(Task directions) An exact copy of the records below is needed, with every picture left out.

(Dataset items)

══════

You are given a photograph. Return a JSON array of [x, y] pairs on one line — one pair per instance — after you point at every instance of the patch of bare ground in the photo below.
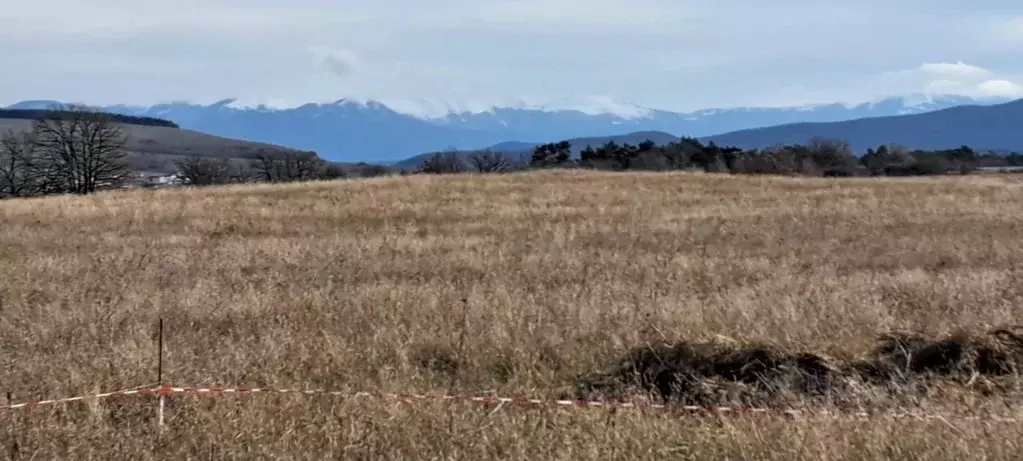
[[699, 288]]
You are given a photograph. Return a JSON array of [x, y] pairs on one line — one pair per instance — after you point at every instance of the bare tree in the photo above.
[[205, 171], [443, 163], [17, 175], [488, 162], [291, 167], [81, 150]]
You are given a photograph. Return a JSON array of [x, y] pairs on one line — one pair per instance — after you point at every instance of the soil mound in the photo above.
[[709, 373]]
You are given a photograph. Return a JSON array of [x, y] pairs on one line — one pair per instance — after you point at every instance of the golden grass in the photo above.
[[514, 284]]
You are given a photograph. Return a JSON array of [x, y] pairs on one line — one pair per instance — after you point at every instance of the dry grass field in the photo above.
[[525, 284]]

══════

(Completed task)
You are given a photograph. Return a JSON array of [x, y] pairs on one line — one pair per instance — after you point at every instance of the patch of bare ground in the photo below.
[[699, 288]]
You are given a photograph. Return a JSON array of [x, y] pairs on one line — one pair per instance — after you point at every instance of the bare tree in the photo above.
[[205, 171], [443, 163], [17, 175], [488, 162], [291, 167], [81, 150]]
You are given a photograph. Return a JSON array of [x, y] pairs on one line — one pair per instance — after you point at every instance of the soil mound in the photo above.
[[709, 373]]
You are given a photograph. Return a JSON array of [x, y] pairs on one line — one pair per instance — after you point at every instance of the golden grass in the photo above.
[[514, 284]]
You are given a photograph. Return a JSON array of [x, y] pairs on one line — one pair per instance — after you point at every instance of the dry grass field in the photo above.
[[525, 284]]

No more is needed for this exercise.